### [What to work on]
Give back exactly the lines of the material below, starting with the line with "Target: cabinet door panel" and going on through the line with "Target: drawer front".

### [Dataset records]
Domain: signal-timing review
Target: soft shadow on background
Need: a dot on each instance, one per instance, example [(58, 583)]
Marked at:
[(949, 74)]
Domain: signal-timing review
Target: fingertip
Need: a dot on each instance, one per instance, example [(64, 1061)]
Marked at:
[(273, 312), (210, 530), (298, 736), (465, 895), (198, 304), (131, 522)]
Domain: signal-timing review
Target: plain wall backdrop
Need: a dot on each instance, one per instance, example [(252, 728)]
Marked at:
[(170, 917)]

---

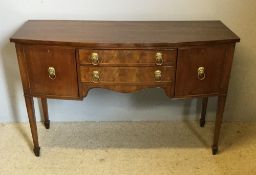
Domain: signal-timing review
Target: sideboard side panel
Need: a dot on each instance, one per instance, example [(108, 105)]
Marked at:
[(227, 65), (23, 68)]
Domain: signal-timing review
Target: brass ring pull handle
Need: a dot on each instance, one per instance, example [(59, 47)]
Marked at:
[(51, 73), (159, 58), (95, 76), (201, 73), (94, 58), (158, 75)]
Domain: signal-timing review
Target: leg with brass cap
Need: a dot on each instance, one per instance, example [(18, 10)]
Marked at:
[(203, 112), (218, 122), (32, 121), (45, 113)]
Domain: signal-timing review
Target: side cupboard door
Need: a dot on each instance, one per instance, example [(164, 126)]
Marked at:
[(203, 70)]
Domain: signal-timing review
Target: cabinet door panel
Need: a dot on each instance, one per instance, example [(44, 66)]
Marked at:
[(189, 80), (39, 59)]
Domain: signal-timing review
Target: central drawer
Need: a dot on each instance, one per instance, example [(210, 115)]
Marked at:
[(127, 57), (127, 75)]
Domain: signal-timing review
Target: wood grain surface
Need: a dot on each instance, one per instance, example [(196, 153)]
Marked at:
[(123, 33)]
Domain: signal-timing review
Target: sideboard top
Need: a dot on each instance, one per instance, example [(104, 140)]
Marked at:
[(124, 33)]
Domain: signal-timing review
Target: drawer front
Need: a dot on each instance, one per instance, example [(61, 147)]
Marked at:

--

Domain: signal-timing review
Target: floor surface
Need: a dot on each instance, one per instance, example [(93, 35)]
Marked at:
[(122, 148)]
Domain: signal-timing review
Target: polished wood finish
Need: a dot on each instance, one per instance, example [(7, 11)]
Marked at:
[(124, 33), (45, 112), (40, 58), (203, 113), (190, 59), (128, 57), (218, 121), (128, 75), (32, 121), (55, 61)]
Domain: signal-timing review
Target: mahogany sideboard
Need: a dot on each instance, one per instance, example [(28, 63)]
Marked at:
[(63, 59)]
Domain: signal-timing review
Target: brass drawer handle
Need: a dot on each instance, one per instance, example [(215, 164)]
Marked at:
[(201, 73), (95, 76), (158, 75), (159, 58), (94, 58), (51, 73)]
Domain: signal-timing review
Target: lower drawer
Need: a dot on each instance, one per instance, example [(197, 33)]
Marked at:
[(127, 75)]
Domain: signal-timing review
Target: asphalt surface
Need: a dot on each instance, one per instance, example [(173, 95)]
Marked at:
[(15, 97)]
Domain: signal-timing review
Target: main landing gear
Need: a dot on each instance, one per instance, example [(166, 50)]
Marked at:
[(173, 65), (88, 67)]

### [Task result]
Target: cabinet door panel
Need: a dot on each instance, one per instance, example [(44, 66)]
Marked at:
[(189, 80), (39, 59)]
Domain: signal-timing review
Target: central drawer
Need: a dot on each instance, one per instance, example [(210, 115)]
Marked at:
[(127, 57), (127, 75)]
Domain: signal-timing review
Target: wood grain surface
Need: a dot on each instance, one per instance, example [(196, 153)]
Marked at:
[(123, 33)]
Domain: signal-timing review
Target: sideboard top
Need: a dot on each instance, one per instance, example [(104, 140)]
Marked at:
[(124, 33)]
Domain: signal-timing review
Target: drawer front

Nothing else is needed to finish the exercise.